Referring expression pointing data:

────────

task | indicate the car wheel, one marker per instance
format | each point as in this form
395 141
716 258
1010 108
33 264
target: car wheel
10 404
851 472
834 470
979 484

────────

The entries above are to be copied word for word.

Result of this exercise:
task | indicate the car wheel, one marker per instance
format | each point as in this form
395 141
716 258
1010 108
33 264
target: car wheel
10 404
851 472
834 470
979 484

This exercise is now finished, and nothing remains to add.